Task
Locate the line with "Target: pinnate compound leaf" in the material. Copy that line and each one after it, through the last, exactly and with nothing else.

Lines of data
* * * *
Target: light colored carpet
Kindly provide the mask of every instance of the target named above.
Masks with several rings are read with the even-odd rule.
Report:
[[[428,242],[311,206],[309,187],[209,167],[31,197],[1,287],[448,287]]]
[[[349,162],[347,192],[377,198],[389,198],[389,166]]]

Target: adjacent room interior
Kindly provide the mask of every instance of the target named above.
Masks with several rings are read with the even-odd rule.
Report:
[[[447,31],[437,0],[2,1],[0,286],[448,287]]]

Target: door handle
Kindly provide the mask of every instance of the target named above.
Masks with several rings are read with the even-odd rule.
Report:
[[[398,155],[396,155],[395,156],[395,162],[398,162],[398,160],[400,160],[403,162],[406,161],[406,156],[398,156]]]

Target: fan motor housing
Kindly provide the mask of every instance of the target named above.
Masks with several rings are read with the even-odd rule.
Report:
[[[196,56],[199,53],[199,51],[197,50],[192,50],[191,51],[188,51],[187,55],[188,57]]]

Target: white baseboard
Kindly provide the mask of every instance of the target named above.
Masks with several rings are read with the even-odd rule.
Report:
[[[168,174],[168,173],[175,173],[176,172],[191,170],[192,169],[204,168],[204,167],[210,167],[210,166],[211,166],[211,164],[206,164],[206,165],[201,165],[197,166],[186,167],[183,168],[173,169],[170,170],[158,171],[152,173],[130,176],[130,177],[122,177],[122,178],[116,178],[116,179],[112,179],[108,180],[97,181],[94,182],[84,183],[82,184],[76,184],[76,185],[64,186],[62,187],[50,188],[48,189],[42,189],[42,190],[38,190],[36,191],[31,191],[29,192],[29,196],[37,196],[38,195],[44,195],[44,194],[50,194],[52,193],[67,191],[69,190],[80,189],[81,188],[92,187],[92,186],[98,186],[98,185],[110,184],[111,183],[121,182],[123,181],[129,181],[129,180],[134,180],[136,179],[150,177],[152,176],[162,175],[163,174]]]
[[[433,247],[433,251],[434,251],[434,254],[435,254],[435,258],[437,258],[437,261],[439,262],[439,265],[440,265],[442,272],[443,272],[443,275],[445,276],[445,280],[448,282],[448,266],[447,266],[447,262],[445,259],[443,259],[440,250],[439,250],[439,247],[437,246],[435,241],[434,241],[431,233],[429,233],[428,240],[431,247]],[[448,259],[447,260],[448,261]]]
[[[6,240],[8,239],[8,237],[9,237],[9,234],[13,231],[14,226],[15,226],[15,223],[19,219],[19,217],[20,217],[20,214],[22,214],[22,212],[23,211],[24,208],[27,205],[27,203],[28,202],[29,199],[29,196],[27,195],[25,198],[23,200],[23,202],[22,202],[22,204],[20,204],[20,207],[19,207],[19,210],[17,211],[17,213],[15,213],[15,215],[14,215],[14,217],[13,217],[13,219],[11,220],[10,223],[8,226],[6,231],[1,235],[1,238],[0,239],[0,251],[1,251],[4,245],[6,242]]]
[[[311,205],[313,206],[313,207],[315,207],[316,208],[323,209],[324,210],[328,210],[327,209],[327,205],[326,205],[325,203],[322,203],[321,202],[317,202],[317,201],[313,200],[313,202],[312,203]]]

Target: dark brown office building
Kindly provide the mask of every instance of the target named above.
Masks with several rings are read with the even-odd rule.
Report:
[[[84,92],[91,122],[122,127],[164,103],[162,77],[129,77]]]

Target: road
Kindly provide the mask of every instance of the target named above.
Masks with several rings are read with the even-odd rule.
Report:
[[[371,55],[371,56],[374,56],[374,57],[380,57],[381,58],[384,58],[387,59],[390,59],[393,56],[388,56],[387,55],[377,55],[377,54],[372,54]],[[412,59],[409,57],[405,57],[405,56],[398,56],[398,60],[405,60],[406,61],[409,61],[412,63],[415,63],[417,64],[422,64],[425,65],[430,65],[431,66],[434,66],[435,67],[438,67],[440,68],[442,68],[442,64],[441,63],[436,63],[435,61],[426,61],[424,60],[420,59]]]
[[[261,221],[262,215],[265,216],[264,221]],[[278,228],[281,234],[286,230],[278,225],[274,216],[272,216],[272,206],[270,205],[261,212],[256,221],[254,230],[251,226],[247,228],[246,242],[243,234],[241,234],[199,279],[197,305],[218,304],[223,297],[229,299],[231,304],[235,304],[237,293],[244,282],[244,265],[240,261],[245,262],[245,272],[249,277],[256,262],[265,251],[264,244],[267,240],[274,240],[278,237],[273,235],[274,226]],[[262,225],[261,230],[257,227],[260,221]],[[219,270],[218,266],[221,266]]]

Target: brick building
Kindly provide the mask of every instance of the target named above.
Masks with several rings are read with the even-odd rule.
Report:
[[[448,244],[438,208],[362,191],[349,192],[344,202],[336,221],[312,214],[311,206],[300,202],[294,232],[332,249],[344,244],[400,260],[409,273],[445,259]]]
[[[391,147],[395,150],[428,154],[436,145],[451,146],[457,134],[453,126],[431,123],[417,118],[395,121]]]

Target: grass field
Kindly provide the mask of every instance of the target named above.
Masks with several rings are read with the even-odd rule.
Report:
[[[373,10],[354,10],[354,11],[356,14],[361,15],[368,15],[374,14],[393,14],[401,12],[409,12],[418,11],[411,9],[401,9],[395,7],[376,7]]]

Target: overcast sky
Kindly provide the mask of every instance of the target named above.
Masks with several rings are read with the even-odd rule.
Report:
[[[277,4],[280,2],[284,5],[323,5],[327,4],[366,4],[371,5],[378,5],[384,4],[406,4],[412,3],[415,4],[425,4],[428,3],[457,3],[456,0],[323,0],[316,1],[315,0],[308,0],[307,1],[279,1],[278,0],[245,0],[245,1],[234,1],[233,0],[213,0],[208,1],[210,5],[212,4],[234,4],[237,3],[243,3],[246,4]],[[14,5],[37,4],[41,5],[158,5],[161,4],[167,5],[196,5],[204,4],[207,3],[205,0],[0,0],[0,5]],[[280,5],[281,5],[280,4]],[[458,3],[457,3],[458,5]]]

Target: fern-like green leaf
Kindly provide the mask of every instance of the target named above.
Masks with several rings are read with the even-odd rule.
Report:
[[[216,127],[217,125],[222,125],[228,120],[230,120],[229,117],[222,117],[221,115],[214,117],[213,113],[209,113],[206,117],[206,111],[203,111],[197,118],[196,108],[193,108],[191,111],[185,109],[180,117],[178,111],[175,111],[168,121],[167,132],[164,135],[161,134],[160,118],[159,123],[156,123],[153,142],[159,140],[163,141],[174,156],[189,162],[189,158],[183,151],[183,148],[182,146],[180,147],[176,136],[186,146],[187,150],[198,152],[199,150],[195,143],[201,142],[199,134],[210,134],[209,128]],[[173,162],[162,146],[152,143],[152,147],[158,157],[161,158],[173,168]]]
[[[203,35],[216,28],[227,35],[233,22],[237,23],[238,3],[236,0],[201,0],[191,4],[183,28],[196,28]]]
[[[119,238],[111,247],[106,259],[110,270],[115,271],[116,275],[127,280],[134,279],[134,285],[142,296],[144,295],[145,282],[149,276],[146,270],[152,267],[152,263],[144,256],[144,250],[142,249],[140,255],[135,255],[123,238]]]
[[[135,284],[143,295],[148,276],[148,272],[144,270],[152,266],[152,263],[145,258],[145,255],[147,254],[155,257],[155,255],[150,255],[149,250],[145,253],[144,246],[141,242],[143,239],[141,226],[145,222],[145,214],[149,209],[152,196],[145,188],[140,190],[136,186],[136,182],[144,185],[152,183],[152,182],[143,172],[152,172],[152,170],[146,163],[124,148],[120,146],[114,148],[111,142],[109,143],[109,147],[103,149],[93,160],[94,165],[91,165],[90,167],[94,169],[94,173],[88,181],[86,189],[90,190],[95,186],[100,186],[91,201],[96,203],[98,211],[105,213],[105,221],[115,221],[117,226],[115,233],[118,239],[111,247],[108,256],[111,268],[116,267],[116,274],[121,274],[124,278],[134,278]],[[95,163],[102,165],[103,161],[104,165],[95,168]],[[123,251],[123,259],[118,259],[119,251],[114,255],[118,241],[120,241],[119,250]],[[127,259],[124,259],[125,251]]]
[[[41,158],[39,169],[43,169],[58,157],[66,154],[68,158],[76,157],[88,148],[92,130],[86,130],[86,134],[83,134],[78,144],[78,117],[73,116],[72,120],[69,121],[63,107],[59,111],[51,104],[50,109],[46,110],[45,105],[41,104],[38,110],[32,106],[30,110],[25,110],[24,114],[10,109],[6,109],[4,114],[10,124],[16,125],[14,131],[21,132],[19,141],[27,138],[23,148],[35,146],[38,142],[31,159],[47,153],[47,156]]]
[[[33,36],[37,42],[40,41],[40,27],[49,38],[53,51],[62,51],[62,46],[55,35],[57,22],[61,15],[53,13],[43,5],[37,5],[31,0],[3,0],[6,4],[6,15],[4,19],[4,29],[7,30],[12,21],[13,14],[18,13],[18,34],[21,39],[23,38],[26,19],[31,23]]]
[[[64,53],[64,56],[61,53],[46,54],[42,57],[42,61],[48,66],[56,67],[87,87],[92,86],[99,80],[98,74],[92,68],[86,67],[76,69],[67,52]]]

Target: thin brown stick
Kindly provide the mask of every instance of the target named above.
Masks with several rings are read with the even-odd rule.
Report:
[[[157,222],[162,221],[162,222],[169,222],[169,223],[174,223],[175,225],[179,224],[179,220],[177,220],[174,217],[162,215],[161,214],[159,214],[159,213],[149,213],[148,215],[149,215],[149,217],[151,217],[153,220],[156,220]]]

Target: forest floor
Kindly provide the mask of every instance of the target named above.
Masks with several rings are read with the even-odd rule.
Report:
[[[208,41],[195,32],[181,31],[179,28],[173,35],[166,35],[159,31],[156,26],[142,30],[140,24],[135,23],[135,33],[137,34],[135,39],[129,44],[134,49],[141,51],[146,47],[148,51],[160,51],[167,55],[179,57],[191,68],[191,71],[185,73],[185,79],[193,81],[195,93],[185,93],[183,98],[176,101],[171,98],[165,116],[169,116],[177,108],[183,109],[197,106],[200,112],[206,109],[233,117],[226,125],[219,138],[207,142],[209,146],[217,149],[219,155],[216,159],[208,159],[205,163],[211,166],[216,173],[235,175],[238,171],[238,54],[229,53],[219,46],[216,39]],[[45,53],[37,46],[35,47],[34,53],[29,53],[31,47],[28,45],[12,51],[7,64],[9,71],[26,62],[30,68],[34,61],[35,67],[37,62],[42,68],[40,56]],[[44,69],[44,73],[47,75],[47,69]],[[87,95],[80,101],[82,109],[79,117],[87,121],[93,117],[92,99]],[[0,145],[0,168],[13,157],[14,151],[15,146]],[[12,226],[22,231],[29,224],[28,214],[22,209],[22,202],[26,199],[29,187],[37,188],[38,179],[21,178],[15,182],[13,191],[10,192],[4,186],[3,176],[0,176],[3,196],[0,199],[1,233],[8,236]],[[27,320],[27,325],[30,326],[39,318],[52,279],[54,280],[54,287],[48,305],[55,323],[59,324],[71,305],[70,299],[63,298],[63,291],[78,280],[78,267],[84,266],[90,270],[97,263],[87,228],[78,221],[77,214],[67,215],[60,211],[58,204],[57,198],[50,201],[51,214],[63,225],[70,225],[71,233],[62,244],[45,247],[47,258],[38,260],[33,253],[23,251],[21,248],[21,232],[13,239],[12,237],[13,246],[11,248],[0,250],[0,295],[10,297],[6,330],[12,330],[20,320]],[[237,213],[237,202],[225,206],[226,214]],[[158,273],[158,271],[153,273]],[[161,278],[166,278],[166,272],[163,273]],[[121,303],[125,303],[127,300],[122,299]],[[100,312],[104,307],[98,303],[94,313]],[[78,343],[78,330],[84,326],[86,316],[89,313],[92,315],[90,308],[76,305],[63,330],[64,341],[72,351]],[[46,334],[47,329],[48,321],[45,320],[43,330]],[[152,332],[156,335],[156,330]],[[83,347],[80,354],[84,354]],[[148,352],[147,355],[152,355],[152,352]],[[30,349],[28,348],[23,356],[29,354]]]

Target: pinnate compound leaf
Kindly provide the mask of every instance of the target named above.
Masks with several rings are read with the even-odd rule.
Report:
* * * *
Solution for this task
Target: pinnate compound leaf
Kindly provide the mask of every instance of the target named above.
Masks with several rings are read with the even-odd rule.
Report:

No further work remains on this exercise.